EXTRACTED TEXT

Uncertainty over safety of nanotechnology in consumer products

The New York Times brings an article by Natasha Singer that sums up the ambiguous status of nanotech in consumer products, particularly cosmetic and personal care products, and the also ambiguous attitudes about nanotechnology. It is not clear that there is any real danger from the nanotech products currently in use, but neither is there convincing proof that all are safe. Each nanomaterial and each nanotech product needs to be judged individually, but it is worrisome, although not unexpected, that thorough research night sometimes be trumped by commercial convenience. It seems crucial for the development of nanotechnology as a component of commercial enterprises that ambiguity be replaced by clear standards arising from sufficient research. From “New Products Bring Side Effect: Nanophobia“:

IT sounds like a plot straight out of a science-fiction novel by Michael Crichton. Toiletry companies formulate new cutting-edge creams and lotions that contain tiny components designed to work more effectively. But those minuscule building blocks have an unexpected drawback: the ability to penetrate the skin, swarm through the body and overwhelm organs like the liver.

Humans have long lived in dread of such nightmare scenarios in which swarms of creatures attack. Alfred Hitchcock envisioned menacing flocks in “The Birds.” In the 1990 film “Arachnophobia” a killer spider arrives in the United States, where it attacks and multiplies.

ENTRIES PROVIDED
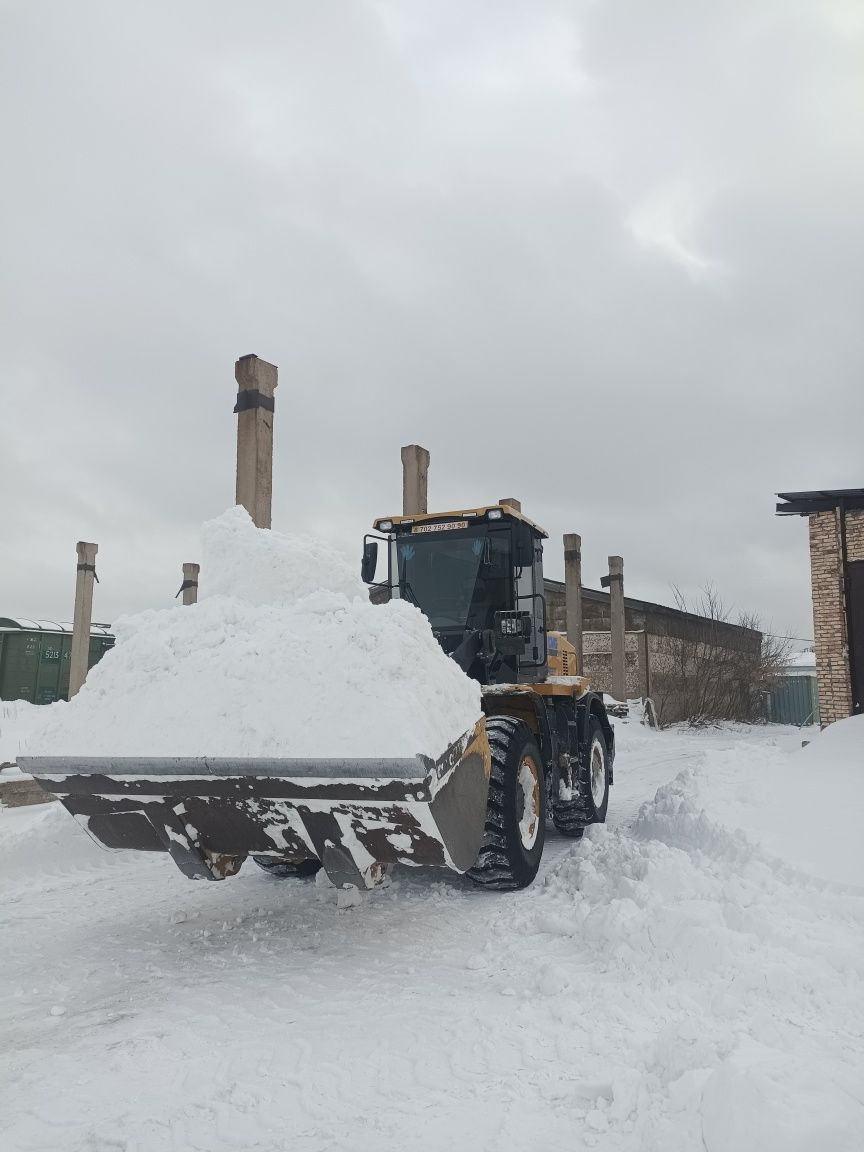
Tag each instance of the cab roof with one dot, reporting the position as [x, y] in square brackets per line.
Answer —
[507, 512]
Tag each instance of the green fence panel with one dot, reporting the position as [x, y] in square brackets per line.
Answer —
[794, 699]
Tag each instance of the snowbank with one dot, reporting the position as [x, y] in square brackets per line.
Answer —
[806, 808]
[17, 720]
[283, 656]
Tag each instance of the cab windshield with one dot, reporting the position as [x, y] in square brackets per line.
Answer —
[457, 578]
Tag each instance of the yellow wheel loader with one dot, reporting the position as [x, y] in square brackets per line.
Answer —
[543, 748]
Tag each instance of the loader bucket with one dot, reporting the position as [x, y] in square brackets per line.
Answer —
[354, 816]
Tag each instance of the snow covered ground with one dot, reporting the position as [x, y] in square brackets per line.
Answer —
[671, 983]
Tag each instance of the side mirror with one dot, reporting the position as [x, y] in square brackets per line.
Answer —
[513, 630]
[523, 546]
[370, 561]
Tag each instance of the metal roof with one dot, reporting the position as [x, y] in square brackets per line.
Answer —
[802, 503]
[472, 513]
[21, 623]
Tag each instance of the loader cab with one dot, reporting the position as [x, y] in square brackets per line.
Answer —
[477, 576]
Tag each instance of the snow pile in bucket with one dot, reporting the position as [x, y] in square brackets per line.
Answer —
[283, 656]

REQUIRED ACTION 1
Reproduce, character for character, the part of the text on nanotechnology safety that opens with the words containing "Humans have long" and closes with "attacks and multiplies.".
REQUIRED ACTION 2
Extend the text on nanotechnology in consumer products from the point where it ends.

ANSWER SPACE 1
Humans have long lived in dread of such nightmare scenarios in which swarms of creatures attack. Alfred Hitchcock envisioned menacing flocks in “The Birds.” In the 1990 film “Arachnophobia” a killer spider arrives in the United States, where it attacks and multiplies.

ANSWER SPACE 2
And now comes nanophobia, the fear that tiny components engineered on the nanoscale — that is, 100 nanometers or less — could run amok inside the body. A human hair, for example, is 50,000 to 100,000 nanometers in diameter. A nanoparticle of titanium dioxide in a sunscreen could be as small as 15 nanometers. (One nanometer equals a billionth of a meter.)

“The smaller a particle, the further it can travel through tissue, along airways or in blood vessels,” said Dr. Adnan Nasir, a clinical assistant professor of dermatology at the University of North Carolina at Chapel Hill. “Especially if the nanoparticles are indestructible and accumulate and are not metabolized, if you accumulate them in the organs, the organs could fail.”

Indeed, some doctors, scientists and consumer advocates are concerned that many industries are adopting nanotechnology ahead of studies that would establish whether regular ingestion, inhalation or dermal penetration of these particles constitute a health or environmental hazard. Personal care products are simply the lowest hanging fruit.